__Extrait__:
● ● ● ● ● ● ●

I bis. – Le I s’applique aux conventions matrimoniales conclues avant la date d’entrée en vigueur de la loi n° … du … visant à assurer une justice patrimoniale au sein de la famille.
II. – (Supprimé)
M. le président. L’amendement n° 15, présenté par M. Savoldelli, Mme Cukierman et les membres du groupe Communiste Républicain Citoyen et Écologiste – Kanaky, est ainsi libellé :
Alinéa 12
Rétablir cet alinéa dans la rédaction suivante :
« Art. 1399-6. - Lorsqu’un époux est déchu du bénéfice des clauses de la convention matrimoniale dans les conditions précisées à l’article 1399-1, est réputée non écrite toute clause de la convention matrimoniale stipulant l’apport à la communauté de biens propres de l’époux défunt. »
La parole est à M. Pascal Savoldelli.
M. Pascal Savoldelli. Nous proposons de rétablir une disposition supprimée lors de l’examen du texte en commission, qui prévoyait de déchoir le conjoint coupable d’un homicide ou d’une tentative d’homicide sur sa femme de tout droit sur le patrimoine apporté à la communauté par celle-ci.
Comment pourrait-on expliquer qu’un auteur de féminicide puisse jouir de la propriété de l’appartement que sa conjointe possédait, l’habiter ou le vendre ? Nous répondons tous de la même manière à cette question.
Une femme meurt sous les coups de son mari tous les trois jours. Dans la plupart des cas, le tueur habite sous le même toit. Chaque heure, les forces de l’ordre interviennent à trente-huit reprises pour des faits de violences conjugales.
Loin de moi l’idée de réaliser un décompte macabre, mais il s’agit d’un système : un quart de ces femmes avaient déposé soit une plainte soit une main courante.
L’historienne Christelle Taraud l’explique : « Il faut comprendre que les violences faites aux femmes font partie d’un continuum. Il s’agit d’un système d’écrasement, de contrôle et de domination des femmes qui conduit finalement […] au féminicide. Dans la société, le meurtre physique est préparé par toute une série de discours, de dispositifs et d’institutions. »
Ce propos exige du législateur qu’il traite la question de l’emprise, soit, en l’espèce, la situation de femmes battues, parfois à répétition, qui apportent sous contrainte un bien propre à la communauté de biens, par exemple un bien immobilier, parce que cela leur semble normal, parce que cela pourrait aider le conjoint, parce que la situation va changer. Nous avons tous entendu ces phrases, mais lorsqu’une de ces femmes est tuée par son conjoint, il est trop tard.

● ● ● ● ● ● ●

__Énoncé 1__: Recopiez à l'identique les entrées, de la ligne contenant « task: provide the segmentation of the <item>green » jusqu'à la dernière ligne des entrées, les deux bornes comprises.
__Énoncé 2__: Poursuivez l'extrait du débat parlementaire à partir de l'endroit où il s'arrête.
L'extrait du débat parlementaire et les entrées sont indépendants les uns des autres.

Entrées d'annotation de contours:
● ● ● ● ● ● ●

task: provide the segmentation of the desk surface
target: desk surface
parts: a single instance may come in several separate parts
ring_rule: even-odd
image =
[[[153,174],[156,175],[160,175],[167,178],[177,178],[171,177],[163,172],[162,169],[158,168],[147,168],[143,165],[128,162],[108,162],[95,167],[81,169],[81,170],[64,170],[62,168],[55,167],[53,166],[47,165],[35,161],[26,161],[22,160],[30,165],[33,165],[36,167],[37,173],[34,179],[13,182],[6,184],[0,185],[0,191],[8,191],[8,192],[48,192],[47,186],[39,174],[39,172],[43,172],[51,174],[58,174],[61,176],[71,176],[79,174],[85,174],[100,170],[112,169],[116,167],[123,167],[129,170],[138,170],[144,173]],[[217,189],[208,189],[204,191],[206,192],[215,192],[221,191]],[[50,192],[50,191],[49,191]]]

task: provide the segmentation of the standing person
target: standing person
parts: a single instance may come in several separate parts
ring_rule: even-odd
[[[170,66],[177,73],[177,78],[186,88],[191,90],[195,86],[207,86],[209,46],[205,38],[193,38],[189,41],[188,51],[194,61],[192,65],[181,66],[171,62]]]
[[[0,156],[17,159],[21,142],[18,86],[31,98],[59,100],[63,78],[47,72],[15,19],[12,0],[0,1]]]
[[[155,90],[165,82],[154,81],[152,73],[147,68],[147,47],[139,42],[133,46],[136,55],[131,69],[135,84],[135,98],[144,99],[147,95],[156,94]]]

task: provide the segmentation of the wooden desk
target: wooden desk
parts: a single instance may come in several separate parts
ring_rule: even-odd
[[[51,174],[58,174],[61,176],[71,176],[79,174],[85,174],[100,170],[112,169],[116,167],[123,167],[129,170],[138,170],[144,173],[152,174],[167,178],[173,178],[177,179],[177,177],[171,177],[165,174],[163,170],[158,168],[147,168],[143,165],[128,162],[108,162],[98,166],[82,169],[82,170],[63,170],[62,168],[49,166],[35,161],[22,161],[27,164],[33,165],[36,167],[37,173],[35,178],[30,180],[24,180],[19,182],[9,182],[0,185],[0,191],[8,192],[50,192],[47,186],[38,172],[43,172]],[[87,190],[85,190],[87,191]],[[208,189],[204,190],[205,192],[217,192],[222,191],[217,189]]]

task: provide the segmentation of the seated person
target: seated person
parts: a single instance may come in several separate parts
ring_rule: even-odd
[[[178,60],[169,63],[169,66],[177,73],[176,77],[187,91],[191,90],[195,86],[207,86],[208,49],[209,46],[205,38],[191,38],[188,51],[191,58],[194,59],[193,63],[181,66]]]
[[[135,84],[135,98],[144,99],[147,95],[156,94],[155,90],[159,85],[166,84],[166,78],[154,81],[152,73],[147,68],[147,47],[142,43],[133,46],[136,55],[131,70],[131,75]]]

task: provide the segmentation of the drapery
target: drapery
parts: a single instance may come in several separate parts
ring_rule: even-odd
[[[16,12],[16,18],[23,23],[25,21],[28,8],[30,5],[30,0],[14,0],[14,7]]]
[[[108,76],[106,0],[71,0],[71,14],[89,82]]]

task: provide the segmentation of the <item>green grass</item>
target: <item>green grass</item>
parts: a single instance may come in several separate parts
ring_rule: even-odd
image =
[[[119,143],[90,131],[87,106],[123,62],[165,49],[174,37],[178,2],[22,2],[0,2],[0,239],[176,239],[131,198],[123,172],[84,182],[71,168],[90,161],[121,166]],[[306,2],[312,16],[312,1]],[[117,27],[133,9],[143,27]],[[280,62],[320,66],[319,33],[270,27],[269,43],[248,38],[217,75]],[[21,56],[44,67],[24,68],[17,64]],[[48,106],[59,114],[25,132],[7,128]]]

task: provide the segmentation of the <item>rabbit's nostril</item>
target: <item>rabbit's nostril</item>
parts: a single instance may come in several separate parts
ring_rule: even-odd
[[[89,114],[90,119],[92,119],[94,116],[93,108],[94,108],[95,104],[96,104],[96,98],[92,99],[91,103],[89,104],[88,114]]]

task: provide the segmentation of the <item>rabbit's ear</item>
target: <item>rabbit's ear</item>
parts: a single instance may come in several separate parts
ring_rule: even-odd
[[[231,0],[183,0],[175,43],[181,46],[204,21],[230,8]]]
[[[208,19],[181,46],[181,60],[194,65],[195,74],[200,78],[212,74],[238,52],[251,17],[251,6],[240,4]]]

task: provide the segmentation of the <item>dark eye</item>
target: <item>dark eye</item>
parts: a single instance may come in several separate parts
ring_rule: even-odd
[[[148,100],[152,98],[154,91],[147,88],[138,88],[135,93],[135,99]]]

● ● ● ● ● ● ●

__Réponse attendue 1__:
task: provide the segmentation of the <item>green grass</item>
target: <item>green grass</item>
parts: a single instance may come in several separate parts
ring_rule: even-odd
image =
[[[119,143],[90,131],[87,106],[123,62],[165,49],[174,37],[178,2],[22,2],[0,2],[0,239],[176,239],[131,198],[123,172],[84,182],[71,168],[90,161],[121,166]],[[306,2],[312,16],[312,1]],[[117,27],[133,9],[143,27]],[[280,62],[320,66],[319,33],[270,27],[269,43],[248,38],[217,75]],[[21,56],[44,67],[24,68],[17,64]],[[48,106],[59,114],[25,132],[7,128]]]

task: provide the segmentation of the <item>rabbit's nostril</item>
target: <item>rabbit's nostril</item>
parts: a single instance may come in several separate parts
ring_rule: even-odd
[[[89,114],[90,119],[92,119],[94,116],[93,108],[94,108],[95,104],[96,104],[96,98],[92,99],[91,103],[89,104],[88,114]]]

task: provide the segmentation of the <item>rabbit's ear</item>
target: <item>rabbit's ear</item>
parts: a single instance may come in several separate parts
ring_rule: even-odd
[[[231,0],[183,0],[175,43],[181,46],[204,21],[230,8]]]
[[[208,19],[181,46],[181,60],[194,65],[195,74],[200,78],[212,74],[238,52],[251,17],[251,6],[240,4]]]

task: provide the segmentation of the <item>dark eye</item>
target: <item>dark eye</item>
parts: a single instance may come in several separate parts
ring_rule: even-odd
[[[148,100],[152,98],[154,91],[147,88],[138,88],[135,93],[135,99]]]

__Réponse attendue 2__:
Cet amendement vise à protéger les femmes qui sont conduites à défendre leur meurtrier en raison de la banalisation de la violence. Je le crois sincèrement, les arguments juridiques invoqués par la commission ne sauront empêcher l’adoption de cet amendement.
M. le président. Quel est l’avis de la commission ?
Mme Isabelle Florennes, rapporteure. L’amendement tend à rétablir une disposition que la commission avait supprimée afin de sécuriser le dispositif. Son rétablissement paraît problématique pour plusieurs raisons.
Tout d’abord, l’adoption de l’amendement reviendrait à appliquer la déchéance matrimoniale à des biens acquis, sur lesquels l’intéressé exerce déjà un droit de propriété. L’atteinte portée à ce droit serait nettement moins proportionnée que celle que le dispositif prévoit sur le reste des avantages matrimoniaux, qui ne prend effet qu’à la dissolution du régime, et ce faisant ne porte atteinte au droit de propriété que sur des biens potentiels.
En outre, une telle disposition pourrait remettre en cause les chaînes de propriété, en invalidant a posteriori des contrats légalement formés entre la communauté des époux et des tiers.
En conclusion, sur ce sujet délicat, il me paraît hasardeux de légiférer sans prendre les précautions nécessaires, au risque de voir une disposition suscitant un espoir légitime être censurée par le Conseil constitutionnel en raison des atteintes portées au droit de propriété. Un travail législatif à part entière pourrait en revanche être conduit, par exemple en lien avec la Chancellerie, au moyen d’un véhicule législatif spécifique.
Pour l’ensemble de ces raisons, la commission émet un avis défavorable sur cet amendement.
M. le président. Quel est l’avis du Gouvernement ?
M. Éric Dupond-Moretti, garde des sceaux. Monsieur le sénateur Savoldelli, pour les raisons parfaitement expliquées par madame la rapporteure, claire comme à son habitude, le Gouvernement émet également un avis défavorable sur votre amendement.
Je comprends parfaitement votre intention, qui est louable, mais il ne faut pas apporter plus d’insécurité que de sécurité, contrairement à l’objectif commun que nous avons tous rappelé à la tribune lors de la discussion générale.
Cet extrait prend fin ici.